◆ Consignes ◆
**A)** Relevez, s'il vous plaît, tous les jours de la semaine nommés dans l'extrait sur la crise.
**B)** Rédigez la suite de l'extrait sur la crise, en partant de sa dernière phrase.

◆ Extrait de page ◆
◇ ◇ ◇

De même,il y a dix jours, Trichet expliquait, le jeudi qui précédait le week-end de l'annonce du plan de relance, qu'il ne rachèterait pas les titres de la dette publique sur les marchés secondaires, ce qui est un dogme néolibéral absolu, un principe clé de leur dispositif. Dans la nuit du dimanche au lundi, Trichet a engagé les premières actions en achetant les bons de la dette. Ce sont des points un peu techniques, mais qui montrent que leur idéologie ne fonctionne plus. On est donc face à une certaine faiblesse du pouvoir, qui a de grandes difficultés à penser le monde dans lequel nous nous trouvons, et donc à mettre en œuvre des politiques qui fonctionnent.

Le paradoxe, c'est que, de l'autre côté, on a une faiblesse des mobilisations, qui ne sont pas à la hauteur des opportunités. Pour l'expliquer, j'aimerais revenir sur les conditions économiques des crises des années 1970 et d'aujourd'hui. Pour l'économie marxiste, il y a trois points essentiels qui permettent de penser le rapport de force capital/travail au niveau micro-économique.

◇ ◇ ◇

◆ Extraits de données de pointage ◆
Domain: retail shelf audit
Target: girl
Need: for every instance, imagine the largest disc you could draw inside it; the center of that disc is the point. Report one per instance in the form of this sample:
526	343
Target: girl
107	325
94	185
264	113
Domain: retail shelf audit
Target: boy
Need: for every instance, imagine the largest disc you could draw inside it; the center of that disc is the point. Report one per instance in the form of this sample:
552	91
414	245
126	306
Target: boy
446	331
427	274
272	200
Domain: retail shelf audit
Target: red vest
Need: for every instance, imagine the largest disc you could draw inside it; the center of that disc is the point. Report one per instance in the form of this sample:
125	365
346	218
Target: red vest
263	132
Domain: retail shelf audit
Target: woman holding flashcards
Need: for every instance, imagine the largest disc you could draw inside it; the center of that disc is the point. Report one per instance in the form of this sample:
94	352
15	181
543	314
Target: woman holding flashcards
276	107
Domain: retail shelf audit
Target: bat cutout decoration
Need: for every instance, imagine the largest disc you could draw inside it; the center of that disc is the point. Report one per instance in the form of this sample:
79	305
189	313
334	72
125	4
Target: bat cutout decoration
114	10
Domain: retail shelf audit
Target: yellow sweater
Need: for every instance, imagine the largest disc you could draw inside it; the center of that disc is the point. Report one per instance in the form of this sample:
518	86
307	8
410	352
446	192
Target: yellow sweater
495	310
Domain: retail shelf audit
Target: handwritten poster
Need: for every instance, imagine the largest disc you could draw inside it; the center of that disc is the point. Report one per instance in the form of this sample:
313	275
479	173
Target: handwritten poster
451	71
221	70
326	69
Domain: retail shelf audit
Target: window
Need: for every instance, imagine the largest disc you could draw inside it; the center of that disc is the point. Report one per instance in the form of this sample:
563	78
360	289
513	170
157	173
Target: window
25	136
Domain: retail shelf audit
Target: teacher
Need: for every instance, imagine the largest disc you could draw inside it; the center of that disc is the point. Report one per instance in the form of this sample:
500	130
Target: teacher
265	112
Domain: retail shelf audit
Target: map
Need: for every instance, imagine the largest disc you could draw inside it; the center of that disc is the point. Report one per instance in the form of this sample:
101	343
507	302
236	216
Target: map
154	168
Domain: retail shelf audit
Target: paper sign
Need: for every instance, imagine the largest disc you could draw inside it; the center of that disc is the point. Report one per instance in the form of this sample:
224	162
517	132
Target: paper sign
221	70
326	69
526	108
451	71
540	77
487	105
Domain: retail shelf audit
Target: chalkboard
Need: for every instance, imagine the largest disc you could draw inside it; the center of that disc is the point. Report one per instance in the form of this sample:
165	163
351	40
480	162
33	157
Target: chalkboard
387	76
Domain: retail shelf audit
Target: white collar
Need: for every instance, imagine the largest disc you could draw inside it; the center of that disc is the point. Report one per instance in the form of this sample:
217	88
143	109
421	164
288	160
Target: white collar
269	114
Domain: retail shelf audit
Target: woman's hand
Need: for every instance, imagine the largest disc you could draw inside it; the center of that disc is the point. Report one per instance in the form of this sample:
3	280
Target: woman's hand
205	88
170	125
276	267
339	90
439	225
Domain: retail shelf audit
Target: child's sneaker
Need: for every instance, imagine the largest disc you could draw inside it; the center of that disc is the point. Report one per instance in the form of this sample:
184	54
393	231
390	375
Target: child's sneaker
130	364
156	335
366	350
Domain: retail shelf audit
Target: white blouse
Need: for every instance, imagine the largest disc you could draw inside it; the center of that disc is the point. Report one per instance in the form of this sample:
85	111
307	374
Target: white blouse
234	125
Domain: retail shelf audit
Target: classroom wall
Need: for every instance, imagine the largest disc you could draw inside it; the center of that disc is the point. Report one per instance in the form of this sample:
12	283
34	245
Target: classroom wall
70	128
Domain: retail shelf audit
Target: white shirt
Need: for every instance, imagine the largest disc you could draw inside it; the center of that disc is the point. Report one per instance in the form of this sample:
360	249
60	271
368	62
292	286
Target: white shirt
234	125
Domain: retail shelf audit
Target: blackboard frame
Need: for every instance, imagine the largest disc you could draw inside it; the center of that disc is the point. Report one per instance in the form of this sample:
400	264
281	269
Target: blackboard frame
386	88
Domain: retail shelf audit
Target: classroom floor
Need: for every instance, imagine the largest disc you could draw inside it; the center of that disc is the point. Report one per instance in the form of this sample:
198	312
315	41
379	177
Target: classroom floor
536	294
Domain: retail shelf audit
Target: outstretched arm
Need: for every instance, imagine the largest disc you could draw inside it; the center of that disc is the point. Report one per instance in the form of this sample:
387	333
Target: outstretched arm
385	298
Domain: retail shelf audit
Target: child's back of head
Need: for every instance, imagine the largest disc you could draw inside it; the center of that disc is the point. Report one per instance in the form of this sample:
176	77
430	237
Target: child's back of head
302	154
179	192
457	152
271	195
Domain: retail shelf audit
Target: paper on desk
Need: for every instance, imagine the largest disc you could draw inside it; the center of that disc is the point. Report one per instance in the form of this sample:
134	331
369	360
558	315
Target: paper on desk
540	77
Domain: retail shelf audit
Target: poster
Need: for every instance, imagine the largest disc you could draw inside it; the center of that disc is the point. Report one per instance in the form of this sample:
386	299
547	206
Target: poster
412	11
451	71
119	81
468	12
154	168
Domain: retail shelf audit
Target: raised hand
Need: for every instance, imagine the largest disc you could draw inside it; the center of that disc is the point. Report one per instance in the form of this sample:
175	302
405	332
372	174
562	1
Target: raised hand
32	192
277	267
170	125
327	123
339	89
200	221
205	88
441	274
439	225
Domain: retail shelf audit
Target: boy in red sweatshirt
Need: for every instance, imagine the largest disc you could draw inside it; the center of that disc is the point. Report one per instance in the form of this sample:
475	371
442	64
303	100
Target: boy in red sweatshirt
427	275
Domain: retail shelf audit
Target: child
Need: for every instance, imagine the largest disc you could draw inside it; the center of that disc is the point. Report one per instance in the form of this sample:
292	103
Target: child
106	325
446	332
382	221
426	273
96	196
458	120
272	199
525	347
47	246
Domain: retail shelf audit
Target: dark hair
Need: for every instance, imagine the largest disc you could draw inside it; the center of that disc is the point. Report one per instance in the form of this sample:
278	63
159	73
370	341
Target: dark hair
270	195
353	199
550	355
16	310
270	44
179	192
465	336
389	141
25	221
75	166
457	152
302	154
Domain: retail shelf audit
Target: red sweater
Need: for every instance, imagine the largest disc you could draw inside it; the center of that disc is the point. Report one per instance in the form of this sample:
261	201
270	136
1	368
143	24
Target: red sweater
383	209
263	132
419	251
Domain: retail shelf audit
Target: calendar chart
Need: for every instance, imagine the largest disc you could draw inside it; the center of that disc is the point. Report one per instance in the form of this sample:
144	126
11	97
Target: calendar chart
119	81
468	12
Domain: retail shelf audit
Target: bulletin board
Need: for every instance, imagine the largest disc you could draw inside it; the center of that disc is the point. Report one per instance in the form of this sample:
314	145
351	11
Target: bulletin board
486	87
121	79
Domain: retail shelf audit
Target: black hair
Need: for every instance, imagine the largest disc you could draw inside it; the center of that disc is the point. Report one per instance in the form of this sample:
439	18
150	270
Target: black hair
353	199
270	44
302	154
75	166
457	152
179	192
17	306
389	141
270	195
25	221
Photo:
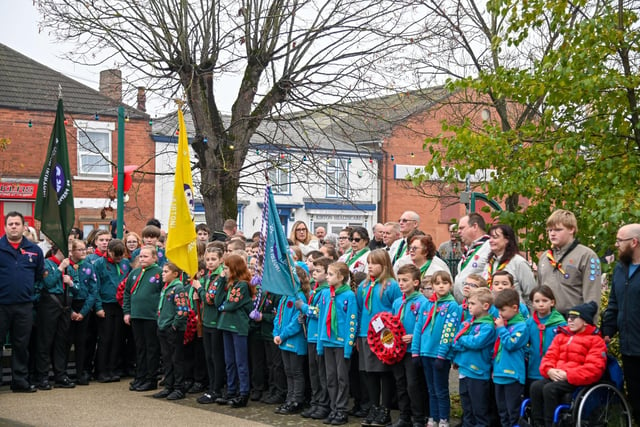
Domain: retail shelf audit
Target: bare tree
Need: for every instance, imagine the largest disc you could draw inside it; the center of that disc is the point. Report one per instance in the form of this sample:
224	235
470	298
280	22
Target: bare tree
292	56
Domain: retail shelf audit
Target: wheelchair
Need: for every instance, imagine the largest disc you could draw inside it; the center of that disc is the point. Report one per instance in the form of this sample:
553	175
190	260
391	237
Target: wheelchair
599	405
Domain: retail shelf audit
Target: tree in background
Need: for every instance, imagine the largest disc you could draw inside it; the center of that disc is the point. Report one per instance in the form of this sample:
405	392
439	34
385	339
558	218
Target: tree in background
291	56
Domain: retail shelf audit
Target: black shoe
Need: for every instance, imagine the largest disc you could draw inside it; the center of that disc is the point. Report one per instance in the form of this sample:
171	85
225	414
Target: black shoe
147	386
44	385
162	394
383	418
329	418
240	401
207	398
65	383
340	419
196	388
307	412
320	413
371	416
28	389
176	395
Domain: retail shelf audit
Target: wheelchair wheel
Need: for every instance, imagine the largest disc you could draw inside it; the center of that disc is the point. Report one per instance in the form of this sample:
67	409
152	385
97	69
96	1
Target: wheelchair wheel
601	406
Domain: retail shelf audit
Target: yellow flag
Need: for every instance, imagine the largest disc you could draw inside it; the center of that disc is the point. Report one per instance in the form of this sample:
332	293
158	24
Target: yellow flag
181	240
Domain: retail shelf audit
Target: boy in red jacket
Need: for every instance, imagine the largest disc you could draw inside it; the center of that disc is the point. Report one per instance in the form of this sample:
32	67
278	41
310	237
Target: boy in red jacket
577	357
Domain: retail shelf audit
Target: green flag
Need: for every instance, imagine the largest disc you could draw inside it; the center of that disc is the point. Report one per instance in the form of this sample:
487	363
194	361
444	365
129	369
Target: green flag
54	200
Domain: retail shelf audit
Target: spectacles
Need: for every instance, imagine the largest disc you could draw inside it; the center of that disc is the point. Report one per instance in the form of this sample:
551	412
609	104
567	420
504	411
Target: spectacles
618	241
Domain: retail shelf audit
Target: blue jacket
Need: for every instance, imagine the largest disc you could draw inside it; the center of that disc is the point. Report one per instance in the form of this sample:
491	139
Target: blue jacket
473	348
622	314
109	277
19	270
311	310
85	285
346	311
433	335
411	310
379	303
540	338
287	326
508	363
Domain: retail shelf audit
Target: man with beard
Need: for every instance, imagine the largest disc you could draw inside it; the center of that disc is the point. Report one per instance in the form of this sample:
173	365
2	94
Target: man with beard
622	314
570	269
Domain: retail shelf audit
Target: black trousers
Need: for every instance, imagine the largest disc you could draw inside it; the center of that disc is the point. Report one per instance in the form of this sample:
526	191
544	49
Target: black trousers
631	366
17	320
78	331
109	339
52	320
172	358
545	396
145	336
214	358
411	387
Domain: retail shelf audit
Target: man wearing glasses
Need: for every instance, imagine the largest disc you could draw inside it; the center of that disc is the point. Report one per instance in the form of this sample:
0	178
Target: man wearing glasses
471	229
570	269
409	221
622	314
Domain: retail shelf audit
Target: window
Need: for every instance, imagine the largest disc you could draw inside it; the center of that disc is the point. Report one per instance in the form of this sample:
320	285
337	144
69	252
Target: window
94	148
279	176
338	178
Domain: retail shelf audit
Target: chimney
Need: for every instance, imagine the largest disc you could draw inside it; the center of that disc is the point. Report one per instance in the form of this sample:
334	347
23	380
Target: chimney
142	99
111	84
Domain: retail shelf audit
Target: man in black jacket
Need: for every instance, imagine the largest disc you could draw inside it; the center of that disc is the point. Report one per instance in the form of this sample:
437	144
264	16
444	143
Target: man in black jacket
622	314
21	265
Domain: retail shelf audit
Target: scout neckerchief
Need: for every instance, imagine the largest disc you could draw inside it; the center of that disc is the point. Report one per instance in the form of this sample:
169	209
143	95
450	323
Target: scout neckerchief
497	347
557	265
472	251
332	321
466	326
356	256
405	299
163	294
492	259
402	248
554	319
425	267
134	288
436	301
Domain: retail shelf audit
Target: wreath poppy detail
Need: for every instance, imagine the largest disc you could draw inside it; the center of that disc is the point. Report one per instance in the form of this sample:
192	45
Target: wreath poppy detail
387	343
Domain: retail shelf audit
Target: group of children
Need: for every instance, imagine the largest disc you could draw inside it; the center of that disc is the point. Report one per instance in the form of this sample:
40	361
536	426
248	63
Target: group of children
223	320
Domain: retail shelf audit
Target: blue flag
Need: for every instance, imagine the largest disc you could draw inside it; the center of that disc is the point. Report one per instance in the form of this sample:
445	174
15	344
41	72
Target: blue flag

◇ ◇ ◇

◆ Réponses par consigne ◆
**A)** jeudi, dimanche, lundi

**B)**
Le mécanisme de «l'armée de réserve», c'est-à-dire le chômage, qui permet une pression à la baisse sur les salaires, qui discipline les travailleurs et affaiblit leurs capacités de mobilisation. La domination du capital sur le processus de développement technologique, avec lequel il vise à gagner des parts de marché, à faire du profit mais également à accentuer sa domination sur le travail. De ce point de vue, le développement des technologies de l'information et de la communication a aussi contribué à accentuer cette domination, et la mise en concurrence des travailleurs, avec toute une série de pratiques de benchmarking, etc. Une capacité à diviser les travailleurs. Aujourd'hui, on retrouve ce mécanisme dans l'éclatement des groupes en plusieurs établissements, dans la segmentation internationale des processus productifs... Exemple: quand sur une chaîne automobile, il vous suffit d'être 20% à cesser le travail pour bloquer l'ensemble de l'établissement, vous pesez significativement dans le rapport de force. Lorsque, au contraire, vous êtes éclatés dans toute une série d'établissements, et que, lors de la grève, des gens de l'établissement d'à côté sont disponibles pour venir vous remplacer, vous êtes très faibles.

Ces trois mécanismes se combinent pour affaiblir la capacité de mobilisation des travailleurs sur leur lieu de travail, et donc bien sûr les organisations syndicales.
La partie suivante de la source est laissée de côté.